─── Фрагменты записей ───

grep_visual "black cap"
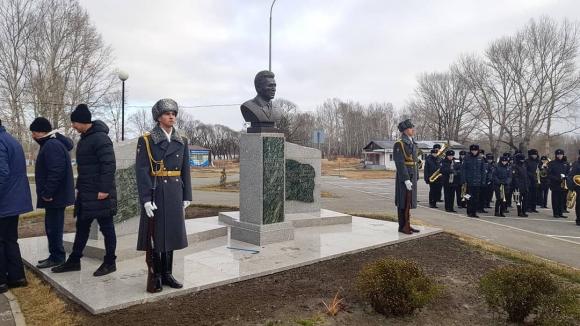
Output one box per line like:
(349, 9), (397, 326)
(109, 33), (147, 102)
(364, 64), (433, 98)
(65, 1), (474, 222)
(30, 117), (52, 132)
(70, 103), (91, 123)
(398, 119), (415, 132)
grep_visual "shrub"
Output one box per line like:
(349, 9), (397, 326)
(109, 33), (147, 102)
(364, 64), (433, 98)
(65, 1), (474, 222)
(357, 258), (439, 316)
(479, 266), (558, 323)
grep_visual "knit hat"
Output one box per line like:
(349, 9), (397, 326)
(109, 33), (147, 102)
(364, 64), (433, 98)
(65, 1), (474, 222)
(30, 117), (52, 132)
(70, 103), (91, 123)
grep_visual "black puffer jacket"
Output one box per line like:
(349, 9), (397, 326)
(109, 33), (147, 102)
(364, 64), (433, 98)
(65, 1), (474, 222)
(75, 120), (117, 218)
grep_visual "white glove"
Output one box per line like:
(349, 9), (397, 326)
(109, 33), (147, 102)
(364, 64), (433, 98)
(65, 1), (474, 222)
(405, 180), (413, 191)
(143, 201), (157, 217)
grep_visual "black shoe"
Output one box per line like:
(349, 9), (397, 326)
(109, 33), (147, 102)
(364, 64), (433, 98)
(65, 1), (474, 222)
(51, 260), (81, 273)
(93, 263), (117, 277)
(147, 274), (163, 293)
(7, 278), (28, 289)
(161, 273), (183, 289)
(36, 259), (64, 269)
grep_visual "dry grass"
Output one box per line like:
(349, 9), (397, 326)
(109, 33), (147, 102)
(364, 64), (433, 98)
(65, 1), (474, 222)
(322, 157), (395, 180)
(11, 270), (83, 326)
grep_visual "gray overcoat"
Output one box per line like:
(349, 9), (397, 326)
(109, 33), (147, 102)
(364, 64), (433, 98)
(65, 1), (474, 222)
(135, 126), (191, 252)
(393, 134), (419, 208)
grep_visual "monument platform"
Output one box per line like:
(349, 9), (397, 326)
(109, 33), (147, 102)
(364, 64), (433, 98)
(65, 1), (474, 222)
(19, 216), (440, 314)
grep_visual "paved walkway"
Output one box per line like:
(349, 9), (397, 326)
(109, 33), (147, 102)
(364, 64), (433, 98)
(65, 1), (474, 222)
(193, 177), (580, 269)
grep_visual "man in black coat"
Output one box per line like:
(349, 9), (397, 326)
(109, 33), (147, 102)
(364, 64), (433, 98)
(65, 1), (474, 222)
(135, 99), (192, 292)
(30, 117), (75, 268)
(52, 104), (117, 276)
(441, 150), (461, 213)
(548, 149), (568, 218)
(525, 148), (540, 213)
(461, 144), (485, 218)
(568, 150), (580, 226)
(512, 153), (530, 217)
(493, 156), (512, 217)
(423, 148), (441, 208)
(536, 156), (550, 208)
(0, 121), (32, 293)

───

→ **Задача**
Подставьте «find_visual» вместо «grep_visual» во всех записях выше и перепишите их строки, больше ничего не меняя. Изображения в ответ не включайте.

→ **Решённое задание**
find_visual "black cap"
Output one box per line like:
(349, 9), (397, 326)
(109, 33), (147, 102)
(364, 64), (433, 98)
(65, 1), (474, 222)
(30, 117), (52, 132)
(70, 103), (91, 123)
(398, 119), (415, 132)
find_visual "shrub"
Output one box per line like:
(349, 9), (397, 326)
(109, 33), (147, 102)
(364, 64), (433, 98)
(65, 1), (474, 222)
(357, 258), (439, 316)
(479, 266), (558, 323)
find_visual "knit hat"
Output one box per line like:
(349, 9), (397, 326)
(109, 33), (147, 102)
(364, 64), (433, 98)
(65, 1), (474, 222)
(30, 117), (52, 132)
(70, 103), (91, 123)
find_visual "black puffer jacket"
Output one box per line like:
(349, 9), (397, 326)
(109, 33), (147, 102)
(364, 64), (433, 98)
(65, 1), (474, 222)
(75, 120), (117, 218)
find_visual "white glove"
Output one box per line like:
(349, 9), (397, 326)
(109, 33), (147, 102)
(364, 64), (433, 98)
(65, 1), (474, 222)
(405, 180), (413, 191)
(143, 201), (157, 217)
find_visual "black shoe"
Output one box per line like:
(349, 9), (397, 326)
(109, 33), (147, 102)
(364, 64), (433, 98)
(65, 1), (474, 222)
(51, 260), (81, 273)
(93, 263), (117, 277)
(147, 274), (163, 293)
(7, 278), (28, 289)
(161, 273), (183, 289)
(36, 259), (64, 269)
find_visual "dry grass"
Output one box per line like:
(349, 9), (397, 326)
(109, 33), (147, 102)
(364, 64), (433, 98)
(65, 1), (474, 222)
(322, 157), (395, 180)
(11, 270), (83, 326)
find_visual "gray overcoat"
Output one box per line like:
(349, 9), (397, 326)
(109, 33), (147, 102)
(364, 64), (433, 98)
(65, 1), (474, 222)
(135, 126), (191, 252)
(393, 134), (419, 208)
find_visual "monument platform"
Output one box per line like:
(349, 9), (397, 326)
(109, 33), (147, 102)
(364, 64), (433, 98)
(65, 1), (474, 222)
(19, 216), (440, 314)
find_visual "paved walkway"
Output one box per line like:
(349, 9), (397, 326)
(109, 33), (147, 102)
(364, 64), (433, 98)
(65, 1), (474, 222)
(193, 177), (580, 269)
find_visual "man in black coat"
Output one box per line like:
(349, 9), (397, 326)
(109, 33), (147, 102)
(364, 64), (433, 98)
(65, 1), (474, 222)
(135, 99), (192, 292)
(30, 117), (75, 268)
(52, 104), (117, 276)
(441, 150), (461, 213)
(548, 149), (568, 218)
(525, 148), (540, 213)
(461, 144), (485, 218)
(568, 150), (580, 226)
(512, 153), (530, 217)
(493, 156), (512, 217)
(423, 148), (441, 208)
(536, 156), (550, 208)
(0, 121), (32, 293)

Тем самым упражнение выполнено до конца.